■ Location identification entries
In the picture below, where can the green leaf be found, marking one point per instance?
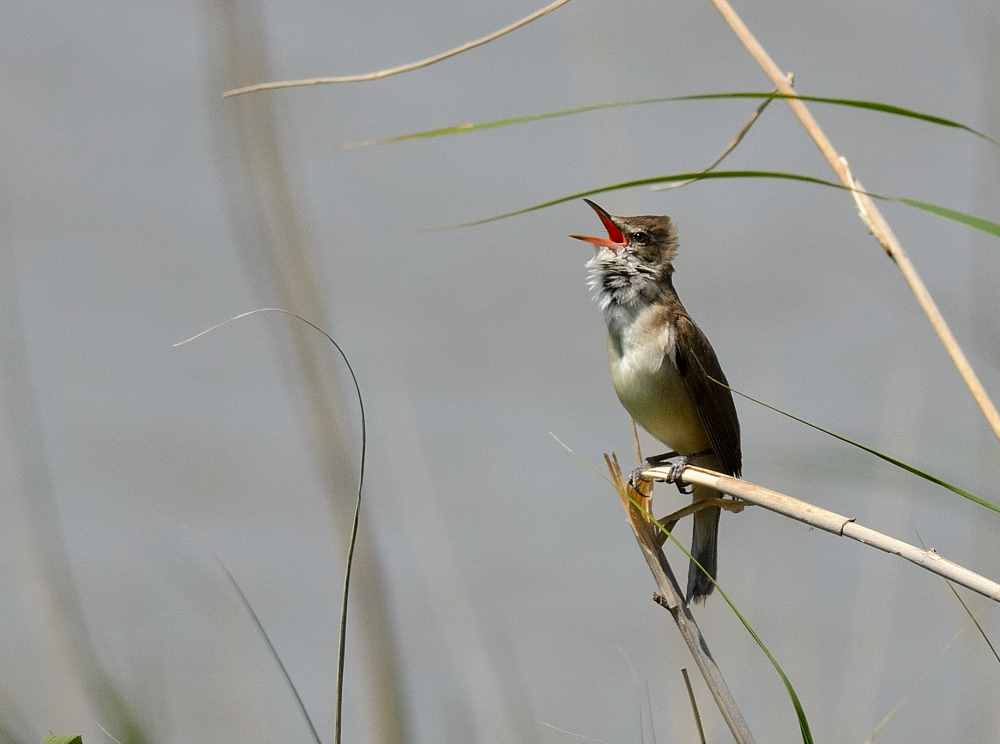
(688, 176)
(870, 450)
(967, 219)
(970, 220)
(877, 106)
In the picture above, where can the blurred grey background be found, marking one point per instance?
(498, 588)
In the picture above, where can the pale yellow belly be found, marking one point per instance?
(655, 396)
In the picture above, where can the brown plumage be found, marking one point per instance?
(662, 364)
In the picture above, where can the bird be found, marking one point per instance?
(663, 367)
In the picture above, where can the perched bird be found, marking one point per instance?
(662, 364)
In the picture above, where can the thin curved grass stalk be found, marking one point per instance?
(865, 448)
(342, 644)
(905, 698)
(968, 611)
(400, 69)
(856, 103)
(970, 220)
(273, 651)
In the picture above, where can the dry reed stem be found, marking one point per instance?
(869, 213)
(399, 69)
(837, 524)
(672, 599)
(694, 706)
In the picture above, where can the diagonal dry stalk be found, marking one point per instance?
(399, 69)
(869, 214)
(671, 597)
(837, 524)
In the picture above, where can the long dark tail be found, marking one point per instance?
(704, 548)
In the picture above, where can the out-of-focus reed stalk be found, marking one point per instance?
(868, 212)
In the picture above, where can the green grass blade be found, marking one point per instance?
(870, 450)
(876, 106)
(858, 103)
(951, 214)
(970, 220)
(671, 178)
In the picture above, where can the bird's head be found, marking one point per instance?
(635, 262)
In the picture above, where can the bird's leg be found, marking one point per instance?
(670, 521)
(656, 460)
(678, 462)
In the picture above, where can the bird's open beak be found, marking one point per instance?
(615, 240)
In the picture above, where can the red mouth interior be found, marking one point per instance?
(614, 234)
(615, 237)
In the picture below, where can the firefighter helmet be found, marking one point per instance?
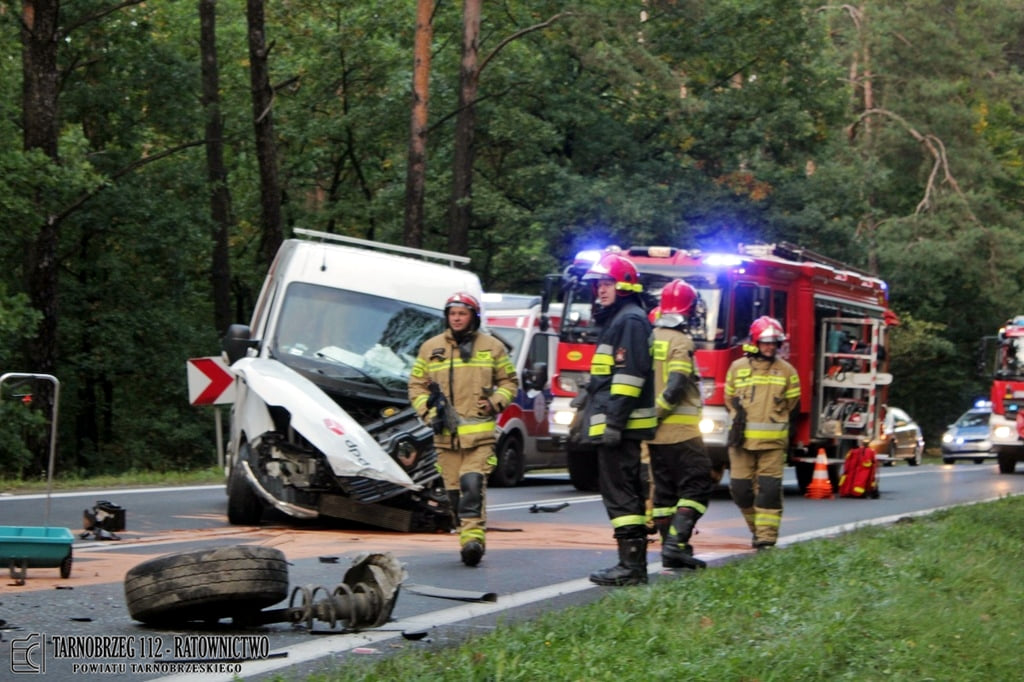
(767, 330)
(678, 298)
(619, 268)
(464, 300)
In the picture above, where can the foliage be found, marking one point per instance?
(873, 603)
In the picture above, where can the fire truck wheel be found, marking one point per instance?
(206, 585)
(244, 507)
(583, 469)
(509, 469)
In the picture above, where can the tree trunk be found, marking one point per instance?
(417, 169)
(266, 152)
(461, 209)
(220, 199)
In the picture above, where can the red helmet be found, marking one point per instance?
(678, 298)
(767, 330)
(620, 268)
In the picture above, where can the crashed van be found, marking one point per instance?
(322, 426)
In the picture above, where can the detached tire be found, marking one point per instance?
(206, 585)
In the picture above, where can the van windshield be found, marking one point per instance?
(375, 336)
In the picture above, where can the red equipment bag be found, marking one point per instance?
(859, 478)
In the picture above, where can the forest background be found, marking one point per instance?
(153, 155)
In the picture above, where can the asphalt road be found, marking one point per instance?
(537, 561)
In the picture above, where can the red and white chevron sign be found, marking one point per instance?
(210, 381)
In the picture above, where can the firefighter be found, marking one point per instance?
(461, 381)
(617, 414)
(761, 390)
(679, 462)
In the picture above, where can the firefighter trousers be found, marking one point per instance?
(623, 487)
(465, 471)
(756, 486)
(682, 477)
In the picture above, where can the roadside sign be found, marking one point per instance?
(210, 381)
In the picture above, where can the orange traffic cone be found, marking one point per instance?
(820, 487)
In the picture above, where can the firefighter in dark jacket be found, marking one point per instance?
(461, 381)
(761, 390)
(619, 413)
(679, 462)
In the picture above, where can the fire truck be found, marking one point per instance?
(836, 318)
(1007, 421)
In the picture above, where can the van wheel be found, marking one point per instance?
(206, 585)
(583, 469)
(244, 506)
(509, 469)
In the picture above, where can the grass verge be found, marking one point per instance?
(931, 598)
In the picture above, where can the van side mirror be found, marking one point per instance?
(237, 343)
(536, 378)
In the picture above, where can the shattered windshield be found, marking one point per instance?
(371, 336)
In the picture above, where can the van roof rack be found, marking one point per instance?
(451, 259)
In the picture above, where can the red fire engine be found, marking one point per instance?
(836, 318)
(1008, 395)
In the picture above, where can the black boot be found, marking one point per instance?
(676, 551)
(632, 566)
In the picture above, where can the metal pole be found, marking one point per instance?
(220, 437)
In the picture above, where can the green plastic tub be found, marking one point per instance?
(35, 547)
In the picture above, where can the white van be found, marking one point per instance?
(322, 424)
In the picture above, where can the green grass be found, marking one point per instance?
(127, 479)
(932, 598)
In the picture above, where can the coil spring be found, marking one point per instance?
(358, 612)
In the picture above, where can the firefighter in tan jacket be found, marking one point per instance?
(461, 381)
(761, 390)
(679, 462)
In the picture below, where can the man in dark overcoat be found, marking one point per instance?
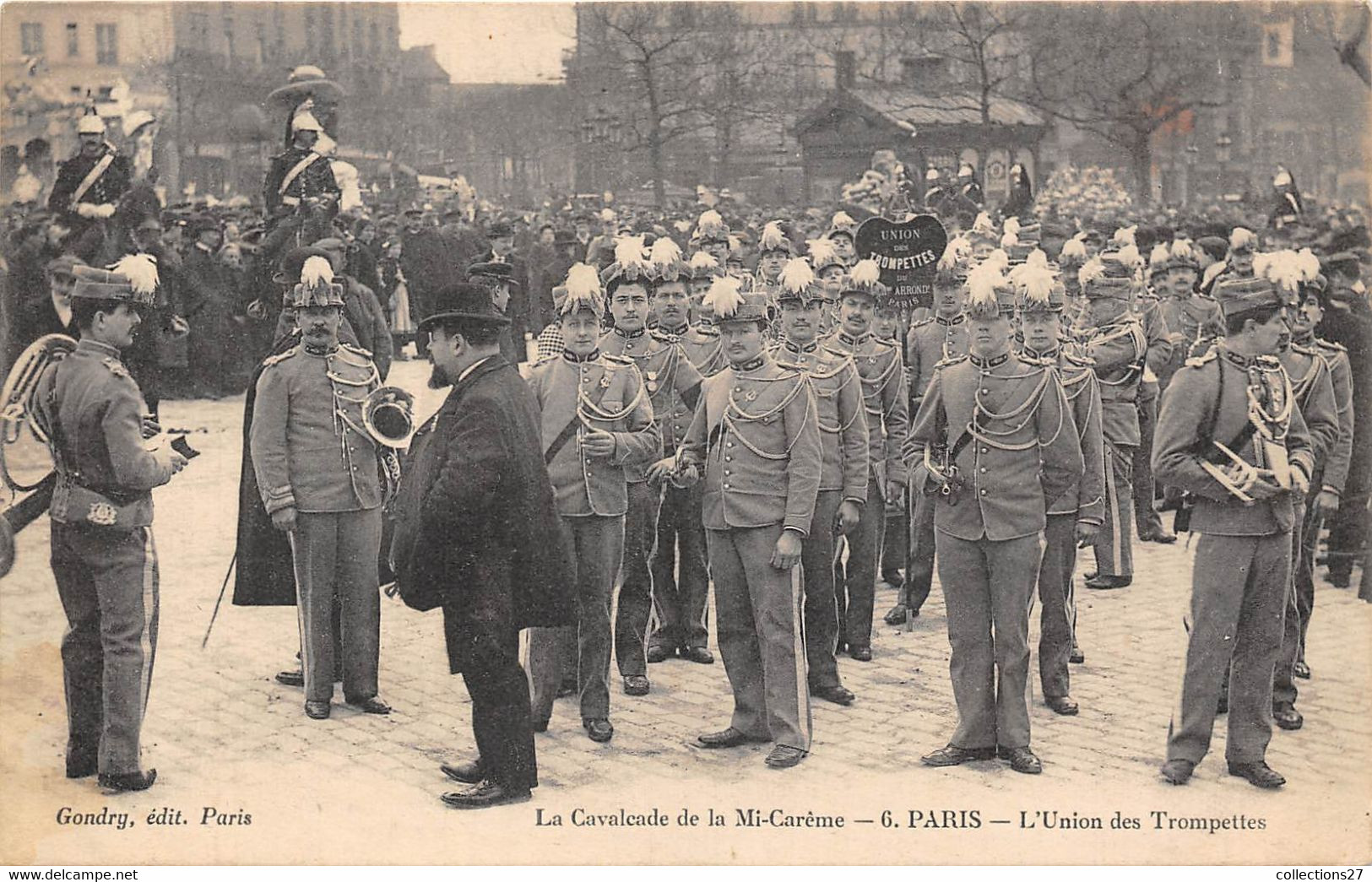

■ GIVEN PROBLEM
Quote every one of the entries above word for word, omitting the pictures.

■ ANSWER BELOW
In the picture below, where can the green leaf be found, marking one point per instance?
(688, 176)
(870, 450)
(967, 219)
(970, 220)
(877, 106)
In the picture above, where can the blurred grey background be found, marking one point per instance?
(498, 588)
In the picture above, where can the pale yellow belly be found, marking one point per instance?
(655, 396)
In the picture above, where can the brown plumage be found, marking one point per instance?
(662, 364)
In the picture above, where can the bird be found, marking one point per instance?
(663, 367)
In the picture above, where can the perched bird be found, marking one point per instance?
(662, 364)
In the picture above, where can the thin curved grass stalk be found, marking one point per instance?
(865, 448)
(342, 644)
(905, 698)
(968, 611)
(400, 69)
(856, 103)
(970, 220)
(273, 651)
In the picture above, where can the dry reed stem be found, marking one point per instance?
(869, 213)
(399, 69)
(837, 524)
(672, 599)
(694, 706)
In the picture above, where can the diagonal dry stalk be found, marking one point per instance?
(399, 69)
(869, 214)
(671, 597)
(837, 524)
In the picture above, where can the long dark tail be found, marking one point per instance?
(704, 548)
In the picture above, where can the out-of-focus reed stalk be found, marking one point per instance?
(868, 212)
In the picture above, where can the green grass blade be found, marking one point per instance?
(870, 450)
(876, 106)
(858, 103)
(951, 214)
(970, 220)
(671, 178)
In the picture above, where can the bird's head be found, marking one point per instance?
(635, 262)
In the picture above, where can the bird's leg be found, marking one point per instance?
(670, 521)
(656, 460)
(678, 462)
In the picture above, where can the bird's open beak be found, marking one point per instance?
(615, 240)
In the picture above, where can the red mouth interior be found, marking one point per instance?
(614, 234)
(615, 237)
In the picture below, where can the firefighter helmet be found, marking one point per instance?
(767, 330)
(678, 298)
(619, 268)
(464, 300)
In the picture above, where can the foliage be found, marking one point per instance?
(873, 603)
In the picture above, where can the fire truck wheel be found, marking one point per instance?
(206, 585)
(244, 507)
(583, 469)
(509, 469)
In the picture above, where can the tree trunk be found, marking one point per instance?
(417, 169)
(266, 152)
(461, 209)
(220, 199)
In the picture above, where can the red helmet be found, marking one point per instance?
(678, 298)
(767, 330)
(620, 268)
In the picture above, where can the crashed van be found, marking one point per instance?
(322, 426)
In the picture above, where can the detached tire be found, marking one point per instance?
(206, 585)
In the picture above, where can the van windshield be found, marking one point per instance?
(375, 336)
In the picture above, where can the red equipment bag be found, marking one point per instance?
(859, 478)
In the picture above, where can the forest background be found, marking one point per instance?
(153, 155)
In the picture above, where can the asphalt road be found, marking one point per instance?
(537, 561)
In the picture above, where can the red and white chevron sign be found, marking one point per instance?
(210, 381)
In the picture above, where can the firefighter be found, marking one point per instance?
(461, 381)
(617, 414)
(761, 390)
(679, 462)
In the picture above, where can the firefighter trousers be found, marking one point per instance?
(623, 487)
(465, 471)
(756, 486)
(682, 477)
In the picture above, where can the roadside sign be found, marking one point per instance?
(210, 381)
In the picture above, where can the orange traffic cone be found, marking one point per instance?
(820, 487)
In the picture above, where can the firefighter in dark jacket be found, marking one point per instance?
(461, 381)
(761, 390)
(619, 413)
(679, 462)
In the picture above, where can the fire truck be found, marking one point per instance?
(836, 318)
(1007, 421)
In the picture above, where can the van wheel be found, marking one point per instance?
(206, 585)
(583, 469)
(244, 506)
(509, 469)
In the picture above, where can the grass verge be found, marking one point per instance?
(931, 598)
In the picture above, where can the van side mirror be found, marking one point per instance?
(237, 343)
(536, 378)
In the picture above, where can the shattered windshield be found, marking one point per instance?
(371, 336)
In the picture above, where can the van roof rack be found, marking one point per instance?
(451, 259)
In the picture above, where can the red fire engine be found, marking one point per instance?
(836, 318)
(1008, 395)
In the picture above, where can the black boot be found, marking one point per instance?
(676, 551)
(632, 566)
In the picture above, where can the metal pole be found, marking one point per instance?
(220, 437)
In the picture above, where can the green plastic tub be found, marking one point per instance?
(35, 547)
In the picture above, where can the white van be found, marking one point per instance?
(322, 424)
In the picture above, where can the green grass be found, marking one point per instance?
(127, 479)
(932, 598)
In the picture above, where can the coil spring be found, marking one point per instance?
(358, 612)
In the picture above, where can the firefighter in tan jacket be found, marking one point per instance?
(461, 381)
(761, 390)
(679, 462)
In the picture below, where can the man in dark overcoat be found, marking one point per instance?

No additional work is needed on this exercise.